What you should do:
Copy the items word for word from the very first line through the line containing "(313, 82), (374, 174)", including that line. Leave out the pictures.

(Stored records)

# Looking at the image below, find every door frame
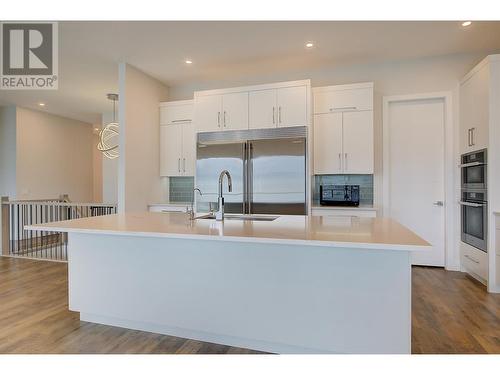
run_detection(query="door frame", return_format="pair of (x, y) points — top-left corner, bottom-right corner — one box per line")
(382, 91), (460, 271)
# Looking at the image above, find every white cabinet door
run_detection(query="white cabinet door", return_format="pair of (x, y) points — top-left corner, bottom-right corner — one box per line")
(194, 95), (222, 132)
(276, 86), (307, 127)
(460, 66), (489, 153)
(314, 88), (373, 114)
(342, 111), (373, 174)
(313, 113), (343, 174)
(160, 124), (183, 176)
(222, 92), (248, 130)
(182, 122), (196, 176)
(248, 89), (277, 129)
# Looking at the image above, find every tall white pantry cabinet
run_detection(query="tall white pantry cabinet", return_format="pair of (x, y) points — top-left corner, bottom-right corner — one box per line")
(457, 55), (500, 293)
(313, 82), (374, 174)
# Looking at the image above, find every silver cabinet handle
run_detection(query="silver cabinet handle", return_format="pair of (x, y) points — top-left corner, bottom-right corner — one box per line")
(458, 201), (486, 207)
(459, 161), (485, 168)
(464, 254), (479, 264)
(330, 106), (358, 112)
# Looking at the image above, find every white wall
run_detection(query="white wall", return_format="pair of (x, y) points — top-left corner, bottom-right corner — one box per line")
(169, 54), (484, 205)
(0, 106), (16, 199)
(16, 107), (94, 202)
(102, 112), (119, 203)
(118, 63), (168, 212)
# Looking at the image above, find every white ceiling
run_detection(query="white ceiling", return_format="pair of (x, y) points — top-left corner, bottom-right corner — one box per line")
(0, 21), (500, 123)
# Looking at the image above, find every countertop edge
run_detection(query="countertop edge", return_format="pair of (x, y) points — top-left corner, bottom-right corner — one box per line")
(25, 224), (431, 252)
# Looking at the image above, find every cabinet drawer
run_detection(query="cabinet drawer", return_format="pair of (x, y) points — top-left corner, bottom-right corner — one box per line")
(160, 104), (193, 125)
(462, 244), (488, 280)
(314, 88), (373, 114)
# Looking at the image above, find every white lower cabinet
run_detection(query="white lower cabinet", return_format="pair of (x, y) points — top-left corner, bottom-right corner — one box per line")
(461, 242), (488, 281)
(160, 122), (196, 176)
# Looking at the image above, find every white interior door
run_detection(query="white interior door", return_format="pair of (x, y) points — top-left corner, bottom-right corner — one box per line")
(384, 99), (445, 266)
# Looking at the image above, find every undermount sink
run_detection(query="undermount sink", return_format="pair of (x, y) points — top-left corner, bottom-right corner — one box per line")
(196, 214), (279, 221)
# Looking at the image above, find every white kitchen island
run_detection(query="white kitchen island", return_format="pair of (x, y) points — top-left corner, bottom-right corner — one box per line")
(29, 213), (430, 353)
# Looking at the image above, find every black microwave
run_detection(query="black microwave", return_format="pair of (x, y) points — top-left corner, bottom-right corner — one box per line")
(319, 185), (359, 206)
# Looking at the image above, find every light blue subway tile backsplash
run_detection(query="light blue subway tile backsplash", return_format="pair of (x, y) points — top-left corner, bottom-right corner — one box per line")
(169, 176), (194, 202)
(313, 174), (373, 205)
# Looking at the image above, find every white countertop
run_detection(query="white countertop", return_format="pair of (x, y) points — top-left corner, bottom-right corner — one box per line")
(26, 212), (430, 251)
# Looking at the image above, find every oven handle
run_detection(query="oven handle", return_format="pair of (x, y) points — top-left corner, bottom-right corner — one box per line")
(458, 201), (486, 207)
(459, 161), (486, 168)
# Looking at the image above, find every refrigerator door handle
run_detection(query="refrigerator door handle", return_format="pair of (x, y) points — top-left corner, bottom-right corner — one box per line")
(243, 142), (248, 214)
(247, 142), (253, 214)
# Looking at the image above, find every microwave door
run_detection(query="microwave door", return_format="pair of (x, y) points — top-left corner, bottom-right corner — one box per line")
(248, 138), (306, 215)
(196, 143), (244, 214)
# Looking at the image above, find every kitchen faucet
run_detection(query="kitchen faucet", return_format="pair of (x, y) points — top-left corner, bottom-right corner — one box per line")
(187, 188), (203, 220)
(215, 169), (233, 221)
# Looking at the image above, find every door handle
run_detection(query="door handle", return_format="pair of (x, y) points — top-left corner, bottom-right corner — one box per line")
(464, 254), (479, 264)
(458, 201), (485, 207)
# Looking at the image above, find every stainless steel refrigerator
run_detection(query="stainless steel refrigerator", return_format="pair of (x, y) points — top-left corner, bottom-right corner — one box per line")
(196, 127), (307, 215)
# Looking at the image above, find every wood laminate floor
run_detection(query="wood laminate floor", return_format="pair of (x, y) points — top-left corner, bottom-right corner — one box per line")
(0, 257), (500, 354)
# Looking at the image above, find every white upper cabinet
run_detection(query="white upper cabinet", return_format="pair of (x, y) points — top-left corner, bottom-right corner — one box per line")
(194, 95), (222, 132)
(313, 83), (374, 174)
(314, 113), (343, 174)
(276, 86), (307, 127)
(460, 64), (490, 153)
(160, 100), (193, 125)
(342, 111), (373, 174)
(248, 89), (277, 129)
(221, 92), (248, 130)
(160, 124), (183, 176)
(195, 80), (311, 132)
(313, 82), (373, 114)
(160, 100), (196, 176)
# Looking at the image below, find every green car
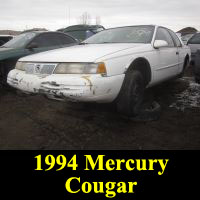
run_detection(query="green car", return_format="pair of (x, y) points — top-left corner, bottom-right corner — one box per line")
(0, 31), (78, 85)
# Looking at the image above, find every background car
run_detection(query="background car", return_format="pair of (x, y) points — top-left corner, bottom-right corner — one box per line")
(7, 25), (190, 116)
(187, 33), (200, 65)
(0, 35), (14, 46)
(0, 31), (77, 84)
(57, 25), (105, 41)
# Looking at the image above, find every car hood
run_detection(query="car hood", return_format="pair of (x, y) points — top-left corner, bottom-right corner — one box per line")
(188, 44), (200, 53)
(20, 43), (148, 62)
(0, 47), (15, 60)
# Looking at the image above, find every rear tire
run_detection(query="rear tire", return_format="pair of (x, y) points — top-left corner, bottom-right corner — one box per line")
(116, 70), (145, 117)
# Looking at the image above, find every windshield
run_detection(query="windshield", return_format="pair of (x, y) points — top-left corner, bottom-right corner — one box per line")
(3, 32), (36, 48)
(84, 26), (155, 44)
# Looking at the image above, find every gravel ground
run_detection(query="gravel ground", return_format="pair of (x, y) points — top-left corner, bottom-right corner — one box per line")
(0, 68), (200, 150)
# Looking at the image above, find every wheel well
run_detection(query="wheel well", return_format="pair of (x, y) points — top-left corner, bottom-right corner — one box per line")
(126, 58), (151, 85)
(183, 54), (190, 69)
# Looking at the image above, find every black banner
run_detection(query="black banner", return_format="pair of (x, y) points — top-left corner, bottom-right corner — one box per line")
(0, 151), (200, 200)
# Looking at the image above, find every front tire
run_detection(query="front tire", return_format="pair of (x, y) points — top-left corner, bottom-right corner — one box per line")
(116, 70), (145, 117)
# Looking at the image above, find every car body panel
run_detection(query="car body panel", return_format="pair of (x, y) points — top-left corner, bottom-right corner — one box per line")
(0, 31), (77, 84)
(8, 26), (190, 102)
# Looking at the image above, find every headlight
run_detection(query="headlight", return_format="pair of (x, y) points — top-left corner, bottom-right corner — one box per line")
(54, 63), (106, 75)
(15, 62), (26, 71)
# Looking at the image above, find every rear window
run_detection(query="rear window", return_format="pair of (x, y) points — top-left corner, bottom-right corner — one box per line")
(64, 31), (86, 41)
(188, 33), (200, 44)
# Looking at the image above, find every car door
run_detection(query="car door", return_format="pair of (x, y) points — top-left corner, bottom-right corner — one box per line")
(168, 30), (185, 74)
(155, 27), (178, 81)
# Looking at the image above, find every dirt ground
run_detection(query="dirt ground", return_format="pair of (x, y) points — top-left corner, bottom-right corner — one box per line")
(0, 68), (200, 150)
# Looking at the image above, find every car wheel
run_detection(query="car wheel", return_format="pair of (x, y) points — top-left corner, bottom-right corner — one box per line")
(116, 70), (145, 117)
(179, 58), (189, 78)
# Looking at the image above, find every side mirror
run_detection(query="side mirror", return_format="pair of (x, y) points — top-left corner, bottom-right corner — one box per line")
(26, 42), (38, 50)
(154, 40), (169, 49)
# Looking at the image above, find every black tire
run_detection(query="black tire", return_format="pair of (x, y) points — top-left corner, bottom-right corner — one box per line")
(179, 58), (189, 78)
(116, 70), (145, 117)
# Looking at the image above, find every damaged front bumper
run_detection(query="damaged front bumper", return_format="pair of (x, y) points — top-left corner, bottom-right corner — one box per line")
(7, 69), (124, 103)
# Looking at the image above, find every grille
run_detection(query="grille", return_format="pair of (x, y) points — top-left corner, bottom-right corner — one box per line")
(25, 63), (56, 74)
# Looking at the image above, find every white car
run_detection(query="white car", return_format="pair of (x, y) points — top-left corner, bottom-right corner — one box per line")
(7, 25), (191, 116)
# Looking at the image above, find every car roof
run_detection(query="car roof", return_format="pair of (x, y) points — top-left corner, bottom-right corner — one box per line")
(57, 25), (105, 31)
(0, 35), (14, 37)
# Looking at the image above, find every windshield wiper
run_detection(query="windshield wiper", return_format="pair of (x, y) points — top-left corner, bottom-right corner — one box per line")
(78, 42), (88, 45)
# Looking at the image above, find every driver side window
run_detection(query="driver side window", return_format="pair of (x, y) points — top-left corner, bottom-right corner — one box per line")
(156, 28), (174, 47)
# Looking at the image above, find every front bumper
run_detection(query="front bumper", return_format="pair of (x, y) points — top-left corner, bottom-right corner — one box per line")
(7, 69), (124, 103)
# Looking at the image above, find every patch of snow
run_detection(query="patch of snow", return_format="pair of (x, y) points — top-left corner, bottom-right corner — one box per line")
(170, 79), (200, 111)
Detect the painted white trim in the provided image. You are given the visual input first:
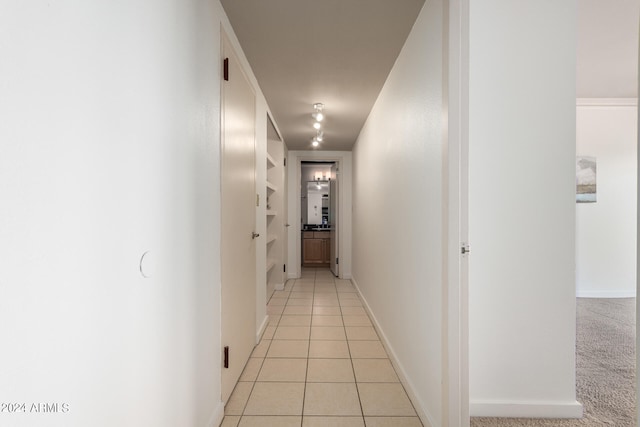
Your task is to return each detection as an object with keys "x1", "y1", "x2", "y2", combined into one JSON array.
[
  {"x1": 576, "y1": 98, "x2": 638, "y2": 107},
  {"x1": 287, "y1": 150, "x2": 353, "y2": 279},
  {"x1": 256, "y1": 314, "x2": 269, "y2": 345},
  {"x1": 442, "y1": 0, "x2": 470, "y2": 427},
  {"x1": 207, "y1": 402, "x2": 224, "y2": 427},
  {"x1": 350, "y1": 278, "x2": 437, "y2": 427},
  {"x1": 469, "y1": 401, "x2": 583, "y2": 418},
  {"x1": 576, "y1": 289, "x2": 636, "y2": 298}
]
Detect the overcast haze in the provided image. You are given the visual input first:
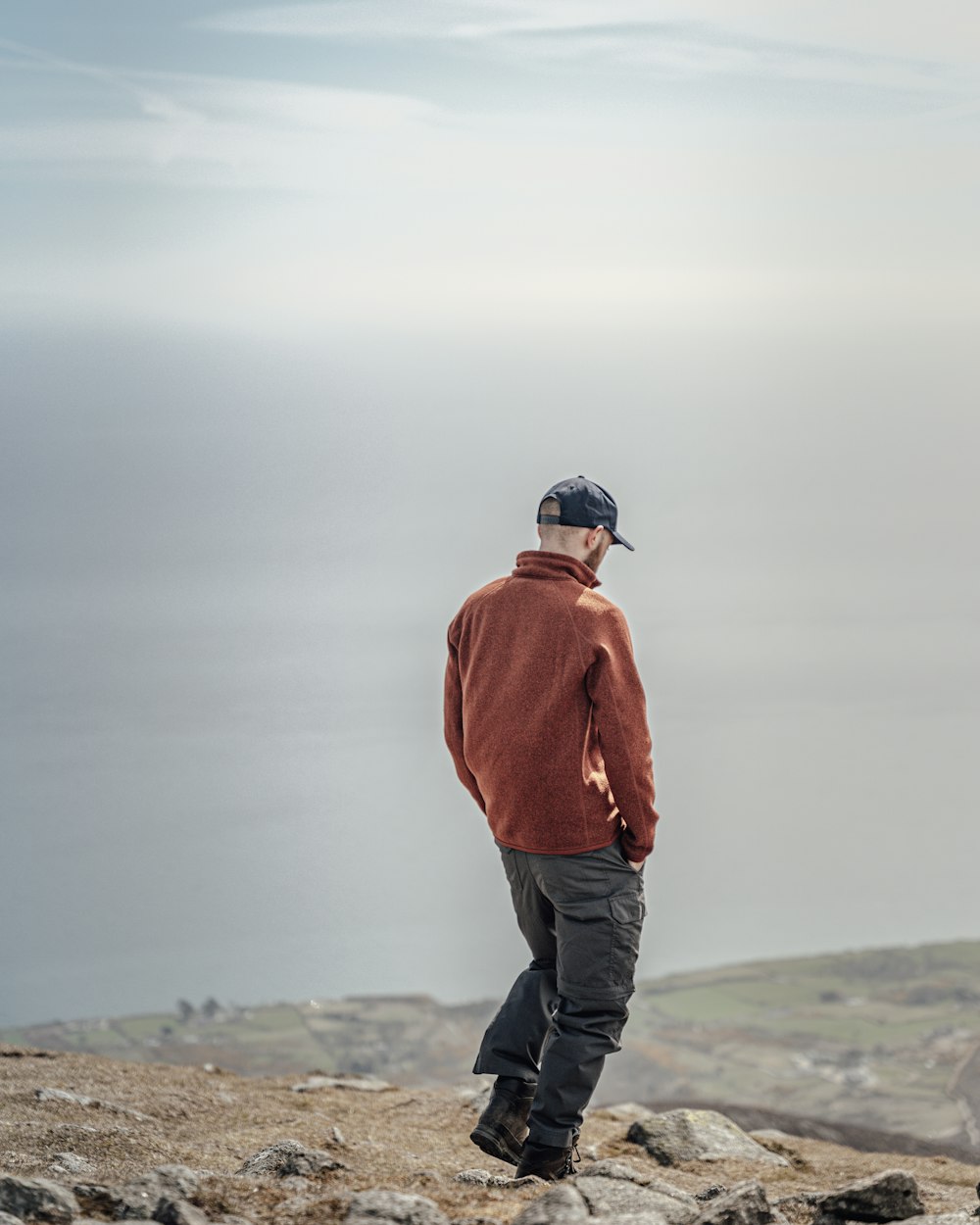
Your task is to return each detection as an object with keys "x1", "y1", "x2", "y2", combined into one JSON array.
[{"x1": 0, "y1": 0, "x2": 980, "y2": 1025}]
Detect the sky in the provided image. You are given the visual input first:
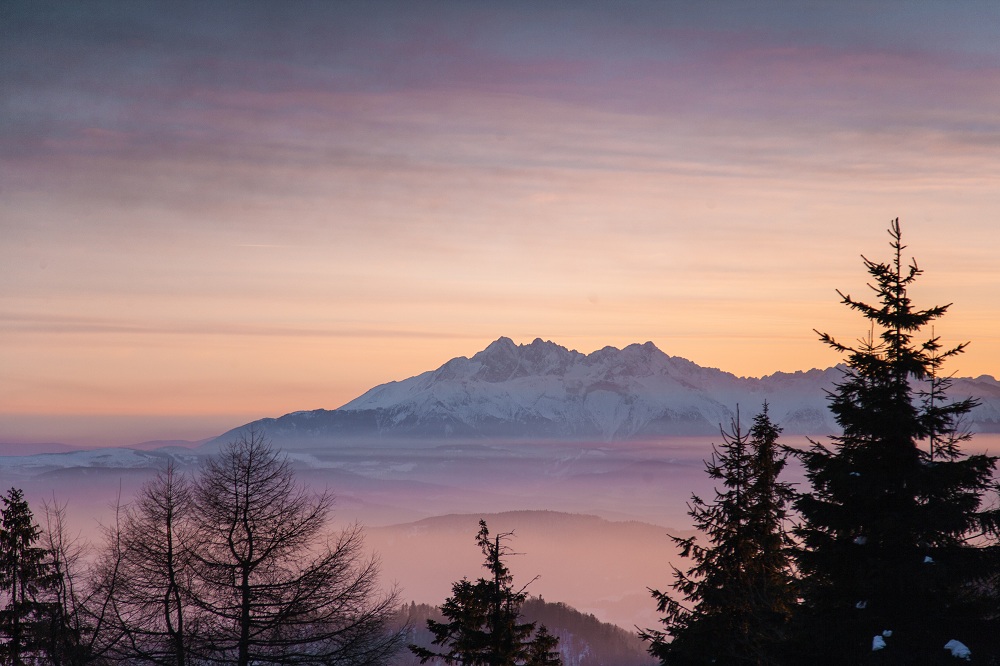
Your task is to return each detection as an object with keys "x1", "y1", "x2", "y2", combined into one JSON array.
[{"x1": 0, "y1": 0, "x2": 1000, "y2": 446}]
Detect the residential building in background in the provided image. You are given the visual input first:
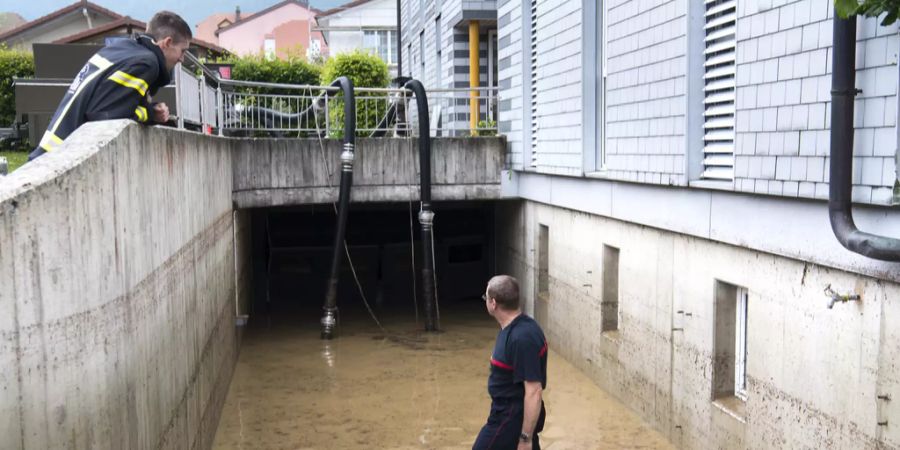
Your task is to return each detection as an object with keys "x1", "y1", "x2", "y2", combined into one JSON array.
[
  {"x1": 316, "y1": 0, "x2": 397, "y2": 76},
  {"x1": 53, "y1": 16, "x2": 228, "y2": 58},
  {"x1": 197, "y1": 0, "x2": 327, "y2": 58},
  {"x1": 0, "y1": 0, "x2": 123, "y2": 51},
  {"x1": 0, "y1": 1, "x2": 227, "y2": 57},
  {"x1": 0, "y1": 12, "x2": 28, "y2": 33},
  {"x1": 401, "y1": 0, "x2": 900, "y2": 448},
  {"x1": 194, "y1": 6, "x2": 253, "y2": 43},
  {"x1": 400, "y1": 0, "x2": 499, "y2": 88}
]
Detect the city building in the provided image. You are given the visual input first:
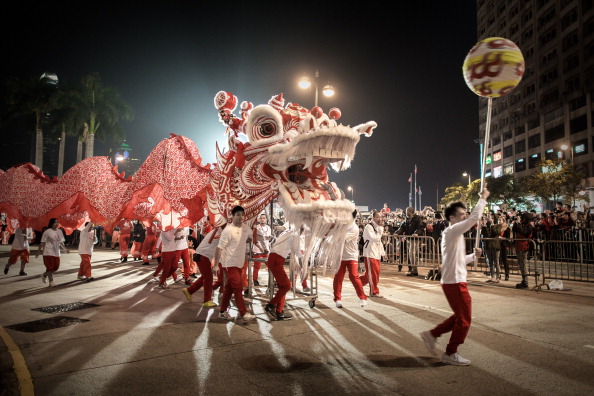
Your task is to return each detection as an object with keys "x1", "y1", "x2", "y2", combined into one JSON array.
[{"x1": 477, "y1": 0, "x2": 594, "y2": 202}]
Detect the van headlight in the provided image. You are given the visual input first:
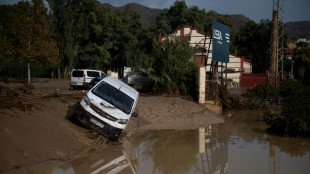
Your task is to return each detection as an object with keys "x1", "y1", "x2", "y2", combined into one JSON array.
[
  {"x1": 116, "y1": 119, "x2": 128, "y2": 124},
  {"x1": 83, "y1": 95, "x2": 90, "y2": 105}
]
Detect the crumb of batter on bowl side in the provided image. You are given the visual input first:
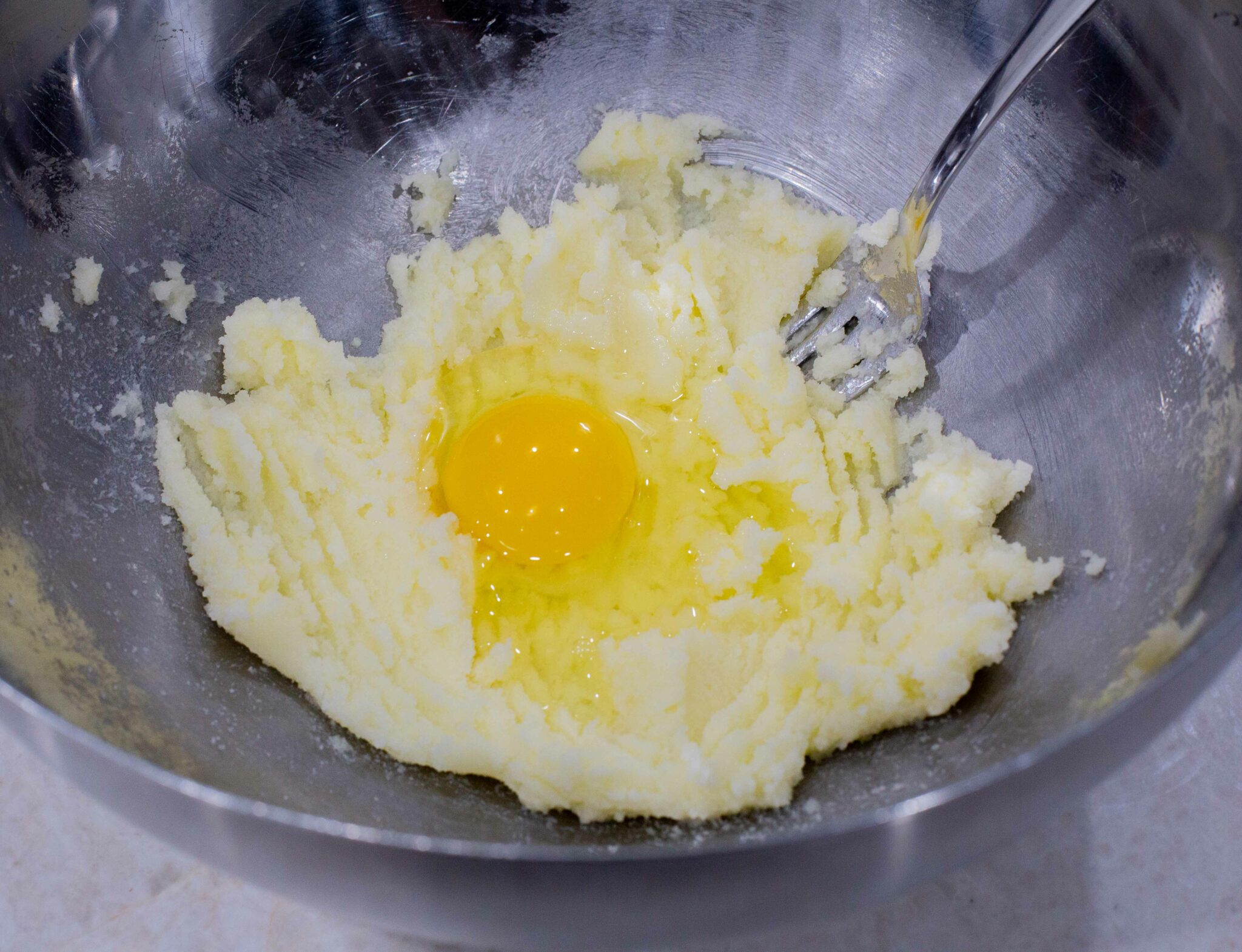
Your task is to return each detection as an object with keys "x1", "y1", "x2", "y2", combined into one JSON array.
[
  {"x1": 38, "y1": 294, "x2": 64, "y2": 334},
  {"x1": 150, "y1": 260, "x2": 199, "y2": 324},
  {"x1": 70, "y1": 258, "x2": 103, "y2": 304},
  {"x1": 156, "y1": 112, "x2": 1063, "y2": 820},
  {"x1": 1079, "y1": 549, "x2": 1108, "y2": 578},
  {"x1": 401, "y1": 150, "x2": 460, "y2": 236}
]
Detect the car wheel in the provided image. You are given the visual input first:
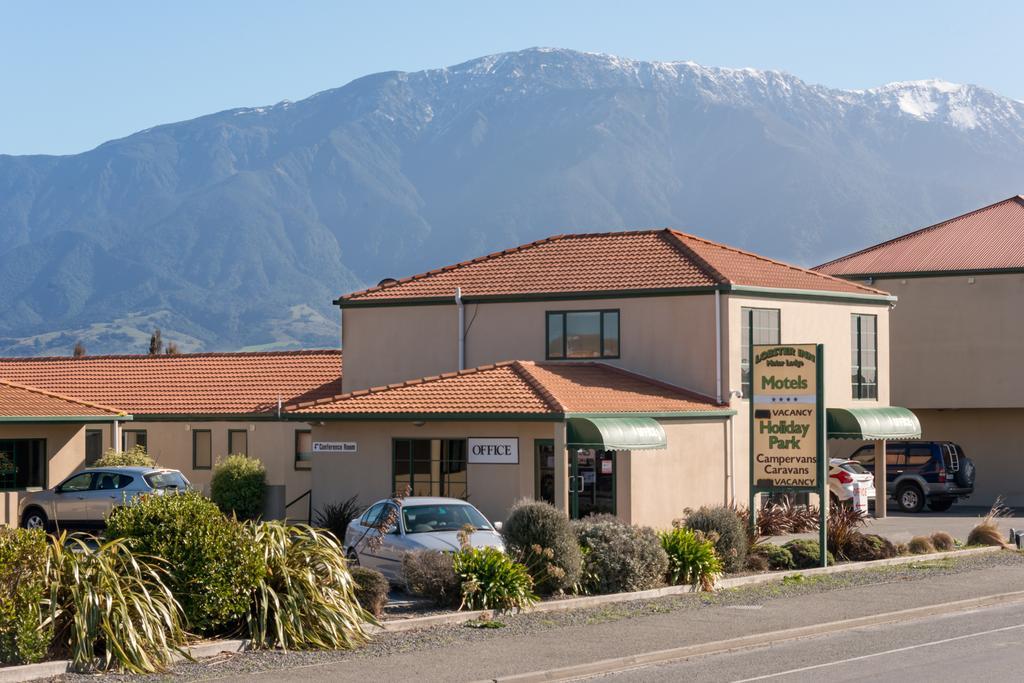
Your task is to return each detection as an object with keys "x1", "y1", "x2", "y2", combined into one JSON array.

Solution to the problem:
# Looking at the image below, find every door frame
run_detection(query="door frame", return_format="pair of (x, y) points — top-left corner, bottom-right corner — one box per line")
(382, 91), (460, 271)
# Looking at the image above, find every white cabinet door
run_detection(query="white cabinet door", return_format="pair of (x, y) points — top-left corner, bottom-right corner — one box per line")
(194, 95), (222, 132)
(276, 86), (307, 127)
(460, 66), (489, 153)
(314, 88), (373, 114)
(342, 111), (373, 174)
(313, 113), (343, 174)
(160, 124), (183, 176)
(222, 92), (248, 130)
(182, 122), (196, 176)
(248, 89), (277, 129)
# Looking at the image above, find every tall white pantry cabinet
run_detection(query="tall white pantry cabinet", return_format="pair of (x, y) points — top-left corner, bottom-right corner — one box per line")
(457, 55), (500, 293)
(313, 82), (374, 174)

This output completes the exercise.